"""

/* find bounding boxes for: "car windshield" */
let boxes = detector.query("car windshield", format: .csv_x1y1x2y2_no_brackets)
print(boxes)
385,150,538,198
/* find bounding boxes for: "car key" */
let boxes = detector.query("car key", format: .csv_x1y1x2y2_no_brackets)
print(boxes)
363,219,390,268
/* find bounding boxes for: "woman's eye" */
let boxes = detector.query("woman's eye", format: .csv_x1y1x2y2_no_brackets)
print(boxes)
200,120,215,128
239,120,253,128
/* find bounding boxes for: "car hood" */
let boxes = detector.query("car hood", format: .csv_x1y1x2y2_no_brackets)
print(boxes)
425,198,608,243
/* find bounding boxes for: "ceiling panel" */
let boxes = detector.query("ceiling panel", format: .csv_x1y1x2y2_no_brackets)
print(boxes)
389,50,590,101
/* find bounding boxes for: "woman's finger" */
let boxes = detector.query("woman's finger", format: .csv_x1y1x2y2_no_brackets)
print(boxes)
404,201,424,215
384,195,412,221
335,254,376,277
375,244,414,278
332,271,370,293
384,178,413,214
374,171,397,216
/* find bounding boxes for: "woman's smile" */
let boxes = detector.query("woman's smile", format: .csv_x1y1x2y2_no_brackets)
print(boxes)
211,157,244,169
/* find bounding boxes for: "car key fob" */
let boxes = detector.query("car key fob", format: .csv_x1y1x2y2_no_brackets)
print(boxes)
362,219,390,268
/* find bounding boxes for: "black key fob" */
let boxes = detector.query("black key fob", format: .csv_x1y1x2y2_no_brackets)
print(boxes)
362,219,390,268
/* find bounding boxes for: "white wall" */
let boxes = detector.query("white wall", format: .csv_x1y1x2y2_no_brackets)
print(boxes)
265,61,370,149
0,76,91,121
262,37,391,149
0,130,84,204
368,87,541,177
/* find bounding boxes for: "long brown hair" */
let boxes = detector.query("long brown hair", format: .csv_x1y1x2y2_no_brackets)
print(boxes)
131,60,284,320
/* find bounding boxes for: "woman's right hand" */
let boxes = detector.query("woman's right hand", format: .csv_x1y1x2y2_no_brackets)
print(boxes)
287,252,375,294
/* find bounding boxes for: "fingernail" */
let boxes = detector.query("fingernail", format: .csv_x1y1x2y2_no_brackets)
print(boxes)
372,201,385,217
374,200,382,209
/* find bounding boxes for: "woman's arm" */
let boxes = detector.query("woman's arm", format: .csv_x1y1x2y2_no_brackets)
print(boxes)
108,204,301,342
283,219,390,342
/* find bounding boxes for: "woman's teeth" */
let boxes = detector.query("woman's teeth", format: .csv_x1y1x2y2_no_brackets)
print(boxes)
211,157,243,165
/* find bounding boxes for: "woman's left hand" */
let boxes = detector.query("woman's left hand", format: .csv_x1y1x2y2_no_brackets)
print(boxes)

"""

Output all of the data above without any alteration.

» Answer to the exercise
/* find bounding boxes for: "car windshield" */
let boxes = detector.query("car windshield", format: .csv_x1y1x2y2_no_brackets)
print(boxes)
385,150,538,198
/* find bounding boxes for: "car key" */
let boxes = detector.query("car key", format: .csv_x1y1x2y2_no_brackets)
print(boxes)
363,219,390,268
/* find bounding boxes for: "woman's eye" */
let boxes = detector.query("woman's eye", format: .csv_x1y1x2y2_no_brackets)
print(boxes)
200,120,215,128
239,120,253,128
/* find bounding boxes for: "car hood" */
let boxes = detector.query("car hood", format: .csv_x1y1x2y2_no_brackets)
print(boxes)
425,198,608,243
/* find bounding boxes for: "ceiling panel" */
let boxes = detector.query("ceiling panel", format: .csv_x1y1x2y2_no_brackets)
print(boxes)
389,50,590,101
/* find bounding boxes for: "woman's finger" */
let boxes = detector.query("woman's finger", format: .csv_x1y1x2y2_no_brackets)
print(boxes)
404,201,424,215
384,195,412,221
335,254,376,277
375,244,414,278
332,271,370,293
384,178,413,214
374,171,397,216
/* find bounding boxes for: "woman's smile" */
let boxes = detector.query("woman's smile", format: .csv_x1y1x2y2_no_brackets)
print(boxes)
211,157,244,169
/* find bounding boxes for: "car key fob" */
let boxes = detector.query("car key fob", format: .csv_x1y1x2y2_no_brackets)
print(boxes)
362,219,390,268
/* find bounding boxes for: "black key fob" */
let boxes = detector.query("black key fob", format: .csv_x1y1x2y2_no_brackets)
print(boxes)
362,219,390,268
/* find bounding boxes for: "white wall" */
let boxes = detector.query("white wall", format: .csv_x1y1x2y2_no_brackets)
print(boxes)
265,61,370,149
0,76,91,121
262,37,391,149
0,130,84,204
368,87,541,177
/* find bounding boxes for: "long brown hair" */
let boxes = detector.query("long brown hair", format: .csv_x1y1x2y2_no_brackets)
print(boxes)
131,60,284,320
/* find bounding boxes for: "woman's right hand" */
let boxes = detector.query("woman's right hand", format: .csv_x1y1x2y2_no_brackets)
print(boxes)
287,252,375,294
/* find bounding boxes for: "fingernail" */
let boxes = detector.query("fingernail", format: .csv_x1y1x2y2_no_brackets)
print(boxes)
372,201,385,217
374,200,382,209
/* find bounding boxes for: "woman's arm" */
let boxes = detector.query("woman's arm", format: .csv_x1y1x2y2_no_brackets)
print(boxes)
108,204,301,342
283,219,390,342
/* find bounding boxes for: "woman's teeth" */
let boxes = detector.query("woman's teeth", format: .csv_x1y1x2y2_no_brackets)
print(boxes)
211,157,243,165
/* find bounding boxes for: "woman's left hand" */
let boxes = detector.query("woman's left hand", format: .csv_x1y1x2y2_no_brackets)
print(boxes)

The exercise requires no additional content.